How many lines in the records below contain the word "annotate", with case counting? Give only the number.
--- INPUT RECORDS ---
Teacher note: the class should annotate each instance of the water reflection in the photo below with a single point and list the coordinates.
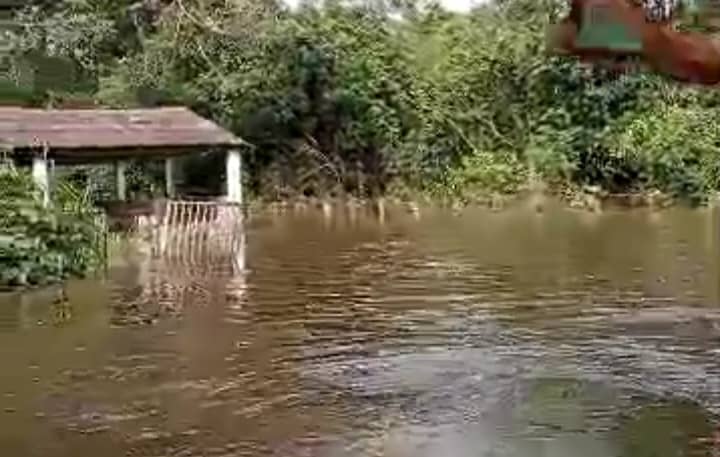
---
--- INPUT RECORDS ---
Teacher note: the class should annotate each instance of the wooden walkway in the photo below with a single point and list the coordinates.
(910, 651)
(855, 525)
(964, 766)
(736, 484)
---
--- INPUT RECORDS ---
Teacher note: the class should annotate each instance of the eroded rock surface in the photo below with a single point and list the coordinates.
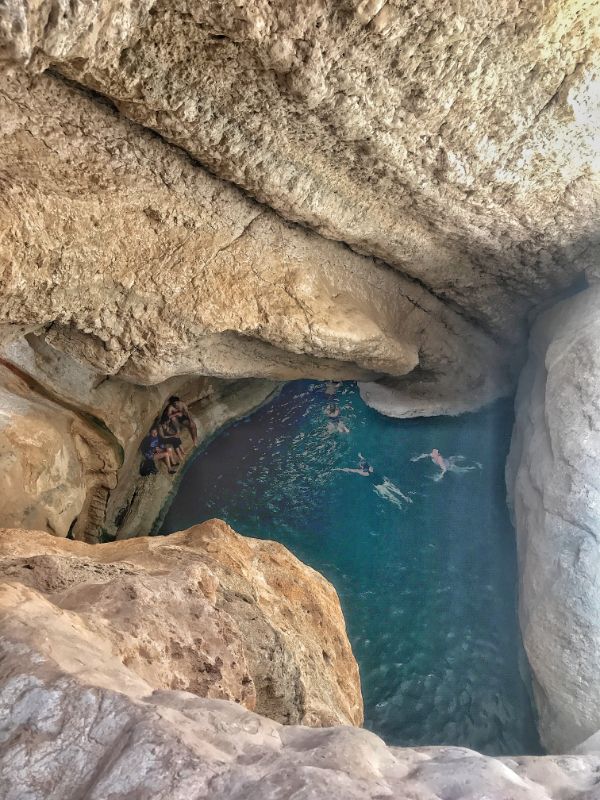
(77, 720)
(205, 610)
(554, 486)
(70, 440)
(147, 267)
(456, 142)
---
TASK OUTPUT.
3